──────── Text ────────
The data was compiled by Ipsos for the Forum’s Annual Meeting of the New Champions, which brought together over 1,800 leaders this in the Chinese city of Dalian this year to discuss among other things the impact of technological innovation on the global economy and society.

“Artificial intelligence is one of the most powerful tools we have as a society,” Kay Firth-Butterfield, Head of Artificial Intelligence and the World Economic Forum, said in a statement. “But, without a governance structure to provide the guardrails for how we interact with this, we risk leaving large parts of the population behind.”

“Developing these guidelines is our focus area at the Centre for the Fourth Industrial Revolution,” she added. “We hope to accelerate the adoption of this technology to maximize its benefits, while minimizing the risks.”

Microsoft plans new “sustainable” data centers in Sweden

Image by Efes Kitap from Pixabay

American multinational technology company Microsoft had announced that it is planning to build two new data centers in the Swedish cities of Gävle and Sandviken, just north of Stockholm, that will be powered by 100 percent renewable energy sources . It is also aiming for the two centers to achieve zero-waste operations.

Microsoft President Brad Smith said that, by the end of this year, the company intends to be powering its datacenters with 60 percent renewable energy, and will aim to reach 70 percent renewable energy by 2023, on the path to 100 percent. The company has operated as carbon neutral since 2012 and “is continuously increasing the amount of energy the company uses from renewable sources – wind, solar, and hydropower”.

It plans to collaborate with Vattenfall –  a state-owned Swedish power company that also generates power in Denmark, Finland, Germany, the Netherlands and the United Kingdom – on the sourcing and supply of renewable energy for the two planned datacenters.

The two companies said they planned to collaborate to develop solutions to reduce the carbon footprint of the datacenters and construct new power infrastructure to provide stable power for the facilities and the surrounding areas in Sweden in the coming years”. They anticipate that, over time, the new power infrastructure will help further reduce the carbon footprint of the datacenters.

Microsoft and Vattenfall previously announced “the largest wind energy deal in the Netherlands in 2017”, in which Microsoft purchased 100 percent of the wind energy generated from a 180-megawatt wind farm adjacent to its local datacenter operations in the Netherlands. The wind farm is being constructed and operated by Vattenfall in the Wieringermeer Polder, north of Amsterdam.
──────── Supplied data ────────
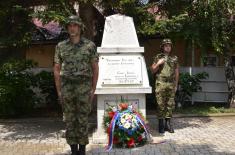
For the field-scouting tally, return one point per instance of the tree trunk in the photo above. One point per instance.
(230, 78)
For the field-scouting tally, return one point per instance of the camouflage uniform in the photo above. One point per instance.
(76, 80)
(165, 85)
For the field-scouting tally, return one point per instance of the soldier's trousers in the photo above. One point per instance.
(76, 108)
(165, 94)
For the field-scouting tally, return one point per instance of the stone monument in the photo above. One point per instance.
(122, 70)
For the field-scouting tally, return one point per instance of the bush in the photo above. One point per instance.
(187, 85)
(16, 95)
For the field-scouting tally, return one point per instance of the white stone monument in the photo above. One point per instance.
(122, 70)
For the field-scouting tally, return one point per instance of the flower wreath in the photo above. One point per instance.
(125, 127)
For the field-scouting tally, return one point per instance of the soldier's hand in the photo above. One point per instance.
(161, 61)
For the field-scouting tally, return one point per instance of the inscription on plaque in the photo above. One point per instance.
(121, 70)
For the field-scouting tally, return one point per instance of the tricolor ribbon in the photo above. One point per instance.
(111, 131)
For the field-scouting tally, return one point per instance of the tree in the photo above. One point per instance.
(15, 24)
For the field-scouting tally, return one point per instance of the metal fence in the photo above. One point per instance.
(214, 88)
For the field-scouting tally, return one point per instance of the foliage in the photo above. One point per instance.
(16, 95)
(187, 85)
(128, 130)
(15, 24)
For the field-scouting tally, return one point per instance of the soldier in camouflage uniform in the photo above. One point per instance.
(166, 69)
(76, 73)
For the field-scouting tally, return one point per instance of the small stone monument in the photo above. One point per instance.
(122, 70)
────────
Exercise instructions ▸
Continue the technology news piece about AI governance and Microsoft's planned Swedish data centers, picking up after its final sentence.

Answer ▸
“We intend for our datacenters in Sweden to be among the most sustainably designed and operated in the world with the ultimate ambition of achieving zero-carbon operations,” Noelle Walsh, CVP of Cloud Operations & Innovation at Microsoft Corp, said in a statement. “The datacenter design we’re developing will further Microsoft’s ongoing commitment to transition to a sustainable, low-carbon future.”

Vattenfall’s Senior Vice President of Strategic Development, Andreas Regnell, said the company was “fully committed” to help its customers to live “fossil fee” within one generation and that the partnership with Microsoft would fit “very well” with Vattenfall’s overall strategy.

The new datacenters in Sweden are “in anticipation of future needs for cloud and internet services as demand in Europe continues to grow”, Microsoft said. In its recent Q3 2019 earnings report, Microsoft told investors that demand for its cloud offerings drove commercial cloud revenue to $9.6 billion in its most recent quarter, up 41 percent year-over-year.

The datacentres in Sweden will add to the company’s existing European datacentre footprint, joining the ranks of its other planned datacentres in Norway and Switzerland, and already available datacentres in Austria, France, Finland, Germany, Ireland, the Netherlands and the United Kingdom.

As part of a drive to focus on research and development for greater efficiency and increased renewable energy across its global infrastructure, Microsoft said it plans to launch a new data-driven circular cloud initiative using the Internet of Things (IoT), blockchain and artificial intelligence (AI) to monitor performance and “streamline the reuse, resale and recycling of datacentre assets, including servers”.